- Task goal
Starting from the line that contains "of the treeline", reproduce each line exactly through the end of the material, and include no other lines.

- Entries

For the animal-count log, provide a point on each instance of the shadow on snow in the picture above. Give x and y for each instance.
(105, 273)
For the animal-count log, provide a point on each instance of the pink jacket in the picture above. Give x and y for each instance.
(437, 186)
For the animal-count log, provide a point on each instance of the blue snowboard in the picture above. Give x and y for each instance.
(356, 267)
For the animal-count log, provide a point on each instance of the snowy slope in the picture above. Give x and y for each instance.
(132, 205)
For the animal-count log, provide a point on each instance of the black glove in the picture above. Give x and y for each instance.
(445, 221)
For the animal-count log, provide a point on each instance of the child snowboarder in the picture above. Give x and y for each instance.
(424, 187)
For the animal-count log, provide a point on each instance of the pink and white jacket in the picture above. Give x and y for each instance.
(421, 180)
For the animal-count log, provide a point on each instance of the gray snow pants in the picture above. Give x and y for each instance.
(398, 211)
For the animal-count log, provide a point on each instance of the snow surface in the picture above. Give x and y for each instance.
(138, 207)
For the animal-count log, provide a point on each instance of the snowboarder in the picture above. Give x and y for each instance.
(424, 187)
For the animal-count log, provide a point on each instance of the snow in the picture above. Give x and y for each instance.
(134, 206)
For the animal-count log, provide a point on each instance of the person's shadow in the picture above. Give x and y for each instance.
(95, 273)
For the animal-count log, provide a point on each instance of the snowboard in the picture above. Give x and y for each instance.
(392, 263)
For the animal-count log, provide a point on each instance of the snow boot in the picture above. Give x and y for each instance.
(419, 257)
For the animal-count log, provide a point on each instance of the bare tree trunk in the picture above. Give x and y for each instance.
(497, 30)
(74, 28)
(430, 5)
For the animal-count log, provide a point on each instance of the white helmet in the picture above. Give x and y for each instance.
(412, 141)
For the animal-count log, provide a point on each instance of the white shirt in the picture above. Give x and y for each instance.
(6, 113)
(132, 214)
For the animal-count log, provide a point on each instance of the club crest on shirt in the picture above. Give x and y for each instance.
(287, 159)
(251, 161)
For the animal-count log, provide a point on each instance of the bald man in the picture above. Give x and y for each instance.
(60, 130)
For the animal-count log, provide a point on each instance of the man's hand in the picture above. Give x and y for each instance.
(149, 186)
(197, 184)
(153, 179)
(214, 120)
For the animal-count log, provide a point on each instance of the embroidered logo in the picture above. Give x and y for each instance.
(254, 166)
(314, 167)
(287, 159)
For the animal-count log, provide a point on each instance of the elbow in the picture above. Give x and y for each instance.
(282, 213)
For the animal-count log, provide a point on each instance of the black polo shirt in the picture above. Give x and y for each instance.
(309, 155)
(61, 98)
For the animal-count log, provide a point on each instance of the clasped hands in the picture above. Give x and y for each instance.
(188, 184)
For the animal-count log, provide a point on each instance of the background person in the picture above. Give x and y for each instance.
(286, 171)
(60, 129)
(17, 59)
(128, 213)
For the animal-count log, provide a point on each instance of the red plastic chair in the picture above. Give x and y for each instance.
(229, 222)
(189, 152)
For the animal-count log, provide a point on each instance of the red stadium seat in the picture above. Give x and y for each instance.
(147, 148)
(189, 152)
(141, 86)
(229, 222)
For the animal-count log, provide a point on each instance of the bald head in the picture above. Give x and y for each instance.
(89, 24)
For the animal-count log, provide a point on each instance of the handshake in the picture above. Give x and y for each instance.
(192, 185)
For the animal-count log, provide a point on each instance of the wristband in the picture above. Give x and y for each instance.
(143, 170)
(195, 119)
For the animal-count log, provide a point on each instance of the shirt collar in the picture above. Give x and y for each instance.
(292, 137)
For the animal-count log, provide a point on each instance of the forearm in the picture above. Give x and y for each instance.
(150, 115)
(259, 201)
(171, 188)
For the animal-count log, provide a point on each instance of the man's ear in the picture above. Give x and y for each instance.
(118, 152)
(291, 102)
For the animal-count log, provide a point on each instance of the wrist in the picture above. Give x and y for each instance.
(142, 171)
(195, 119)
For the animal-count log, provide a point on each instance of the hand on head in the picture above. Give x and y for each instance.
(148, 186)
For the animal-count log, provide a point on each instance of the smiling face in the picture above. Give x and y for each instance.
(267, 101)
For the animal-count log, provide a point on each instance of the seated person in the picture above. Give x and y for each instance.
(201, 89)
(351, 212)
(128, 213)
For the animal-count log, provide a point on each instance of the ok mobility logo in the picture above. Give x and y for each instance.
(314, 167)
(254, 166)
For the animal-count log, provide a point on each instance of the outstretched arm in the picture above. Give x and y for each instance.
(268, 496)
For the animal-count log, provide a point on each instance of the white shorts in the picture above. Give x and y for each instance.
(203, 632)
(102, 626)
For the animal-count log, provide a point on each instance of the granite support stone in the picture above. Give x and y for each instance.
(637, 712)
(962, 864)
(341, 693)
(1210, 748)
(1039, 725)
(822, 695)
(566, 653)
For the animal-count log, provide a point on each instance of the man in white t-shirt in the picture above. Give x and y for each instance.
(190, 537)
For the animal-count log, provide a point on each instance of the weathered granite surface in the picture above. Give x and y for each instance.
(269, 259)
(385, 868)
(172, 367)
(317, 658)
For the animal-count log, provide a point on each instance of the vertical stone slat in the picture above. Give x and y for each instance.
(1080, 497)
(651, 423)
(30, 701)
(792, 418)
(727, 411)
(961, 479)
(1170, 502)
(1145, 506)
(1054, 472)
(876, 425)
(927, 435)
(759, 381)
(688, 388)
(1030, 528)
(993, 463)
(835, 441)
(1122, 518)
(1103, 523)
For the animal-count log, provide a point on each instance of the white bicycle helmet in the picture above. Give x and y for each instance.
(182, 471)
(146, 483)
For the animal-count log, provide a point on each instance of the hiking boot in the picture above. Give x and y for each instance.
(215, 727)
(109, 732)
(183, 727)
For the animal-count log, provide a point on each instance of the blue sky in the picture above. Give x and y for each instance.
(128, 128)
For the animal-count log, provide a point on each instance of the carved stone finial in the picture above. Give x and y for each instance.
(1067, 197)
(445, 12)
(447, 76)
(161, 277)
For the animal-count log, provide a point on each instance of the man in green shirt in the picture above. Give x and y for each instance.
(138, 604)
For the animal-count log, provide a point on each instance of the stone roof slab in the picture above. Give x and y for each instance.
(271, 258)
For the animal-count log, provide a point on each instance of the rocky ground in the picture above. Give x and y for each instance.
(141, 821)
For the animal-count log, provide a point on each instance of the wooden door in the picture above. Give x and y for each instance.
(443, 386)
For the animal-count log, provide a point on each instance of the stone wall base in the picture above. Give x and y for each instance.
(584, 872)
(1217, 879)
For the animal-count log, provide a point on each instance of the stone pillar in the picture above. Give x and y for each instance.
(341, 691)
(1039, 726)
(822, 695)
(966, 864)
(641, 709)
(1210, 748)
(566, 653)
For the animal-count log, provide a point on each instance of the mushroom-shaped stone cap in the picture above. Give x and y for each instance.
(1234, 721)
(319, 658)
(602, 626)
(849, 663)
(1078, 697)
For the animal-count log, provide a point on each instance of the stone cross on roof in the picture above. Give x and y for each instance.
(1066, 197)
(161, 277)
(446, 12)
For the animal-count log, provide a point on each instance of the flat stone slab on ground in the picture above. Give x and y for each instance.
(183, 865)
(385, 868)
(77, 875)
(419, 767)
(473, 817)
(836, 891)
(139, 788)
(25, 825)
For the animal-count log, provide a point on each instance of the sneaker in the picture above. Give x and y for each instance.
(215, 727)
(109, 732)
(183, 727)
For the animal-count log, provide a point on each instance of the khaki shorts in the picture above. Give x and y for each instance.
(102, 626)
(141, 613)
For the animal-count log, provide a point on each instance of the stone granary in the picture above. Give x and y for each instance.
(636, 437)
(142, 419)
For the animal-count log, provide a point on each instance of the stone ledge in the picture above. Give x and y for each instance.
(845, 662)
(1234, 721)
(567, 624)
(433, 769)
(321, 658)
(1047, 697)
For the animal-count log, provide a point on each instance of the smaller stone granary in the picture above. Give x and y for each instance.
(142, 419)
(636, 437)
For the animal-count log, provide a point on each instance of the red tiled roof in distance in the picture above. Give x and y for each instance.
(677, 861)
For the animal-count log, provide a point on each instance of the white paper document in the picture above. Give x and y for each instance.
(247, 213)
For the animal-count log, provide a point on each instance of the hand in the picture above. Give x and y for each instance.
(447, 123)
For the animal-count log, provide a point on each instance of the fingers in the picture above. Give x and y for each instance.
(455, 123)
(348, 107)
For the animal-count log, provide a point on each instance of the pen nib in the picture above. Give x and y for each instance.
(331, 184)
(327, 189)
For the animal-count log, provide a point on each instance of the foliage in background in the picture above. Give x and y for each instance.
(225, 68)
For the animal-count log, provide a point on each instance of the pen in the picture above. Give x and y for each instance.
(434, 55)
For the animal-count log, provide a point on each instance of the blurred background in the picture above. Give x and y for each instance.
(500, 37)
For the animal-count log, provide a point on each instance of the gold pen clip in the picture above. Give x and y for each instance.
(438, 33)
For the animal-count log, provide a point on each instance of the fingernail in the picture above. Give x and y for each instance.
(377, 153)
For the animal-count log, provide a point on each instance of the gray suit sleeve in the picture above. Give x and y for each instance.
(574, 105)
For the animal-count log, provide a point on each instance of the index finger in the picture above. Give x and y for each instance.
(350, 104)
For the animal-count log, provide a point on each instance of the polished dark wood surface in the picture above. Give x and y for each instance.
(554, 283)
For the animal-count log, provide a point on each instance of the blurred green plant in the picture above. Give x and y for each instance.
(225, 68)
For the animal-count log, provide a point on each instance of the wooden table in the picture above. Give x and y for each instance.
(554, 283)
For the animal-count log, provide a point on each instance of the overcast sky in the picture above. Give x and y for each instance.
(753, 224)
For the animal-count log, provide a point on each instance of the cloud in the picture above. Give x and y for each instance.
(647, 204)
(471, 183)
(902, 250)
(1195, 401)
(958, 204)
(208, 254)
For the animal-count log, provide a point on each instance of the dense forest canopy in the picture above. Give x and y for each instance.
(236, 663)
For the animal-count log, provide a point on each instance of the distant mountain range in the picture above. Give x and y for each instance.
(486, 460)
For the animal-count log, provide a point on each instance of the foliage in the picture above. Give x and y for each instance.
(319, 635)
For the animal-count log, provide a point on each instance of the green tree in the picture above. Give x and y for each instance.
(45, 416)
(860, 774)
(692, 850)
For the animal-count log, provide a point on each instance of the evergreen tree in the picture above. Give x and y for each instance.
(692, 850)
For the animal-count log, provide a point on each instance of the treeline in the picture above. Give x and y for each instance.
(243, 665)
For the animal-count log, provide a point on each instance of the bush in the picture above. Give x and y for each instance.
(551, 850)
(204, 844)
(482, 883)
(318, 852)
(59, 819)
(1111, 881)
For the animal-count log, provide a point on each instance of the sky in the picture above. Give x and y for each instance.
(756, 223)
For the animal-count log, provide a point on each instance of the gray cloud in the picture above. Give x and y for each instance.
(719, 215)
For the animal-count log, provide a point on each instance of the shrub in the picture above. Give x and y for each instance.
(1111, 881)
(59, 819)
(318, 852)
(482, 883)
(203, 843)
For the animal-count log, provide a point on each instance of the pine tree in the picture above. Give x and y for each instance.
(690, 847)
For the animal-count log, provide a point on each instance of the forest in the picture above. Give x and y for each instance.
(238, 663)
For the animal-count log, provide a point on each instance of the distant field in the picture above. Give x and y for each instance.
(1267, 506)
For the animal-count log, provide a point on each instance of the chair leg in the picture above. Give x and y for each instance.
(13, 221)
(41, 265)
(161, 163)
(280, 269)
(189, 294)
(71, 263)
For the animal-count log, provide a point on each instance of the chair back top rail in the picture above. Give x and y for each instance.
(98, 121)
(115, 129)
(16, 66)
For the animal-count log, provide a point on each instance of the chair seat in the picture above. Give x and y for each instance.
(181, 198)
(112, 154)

- Worked solution
For the animal-count log, provide a point on each instance of the treeline in the picture above. Give x and y for each instance.
(243, 665)
For the animal-count log, provide a point on each instance of the bush in the picture above. Give x and y for each instance.
(551, 850)
(204, 844)
(482, 883)
(318, 852)
(59, 819)
(1111, 881)
For the animal-count log, provide a point on each instance of the sky in the picture above. Give x and y for each instance.
(756, 223)
For the animal-count log, provide a point on each instance of the gray cloud in the picture above. Give x and y for each instance.
(719, 215)
For the animal-count log, provide a point on each instance of the shrub in the picture above. Give x and y for each instance.
(1111, 881)
(59, 819)
(318, 852)
(482, 883)
(203, 843)
For the animal-count log, provide a point on each instance of the pine tree in the picture above. Give x and y for each instance.
(690, 847)
For the animal-count log, provide a point on each instance of the forest in the picture above. Give x and y for each instance.
(238, 663)
For the animal-count log, provide a point on each instance of the distant field in the picture above. Give x and y for each instance.
(1267, 506)
For the animal-count log, provide a point on each instance of the chair leg in the picture above. Give x and y for each instance.
(13, 221)
(41, 265)
(161, 163)
(280, 269)
(189, 294)
(71, 263)
For the animal-count log, provide a point on each instance of the chair back top rail in the picture above. Give x and y for each instance.
(98, 121)
(115, 129)
(16, 66)
For the animal-count log, provide a point on each instance of the chair seat in the picture above. Give x and y for each instance.
(181, 198)
(112, 154)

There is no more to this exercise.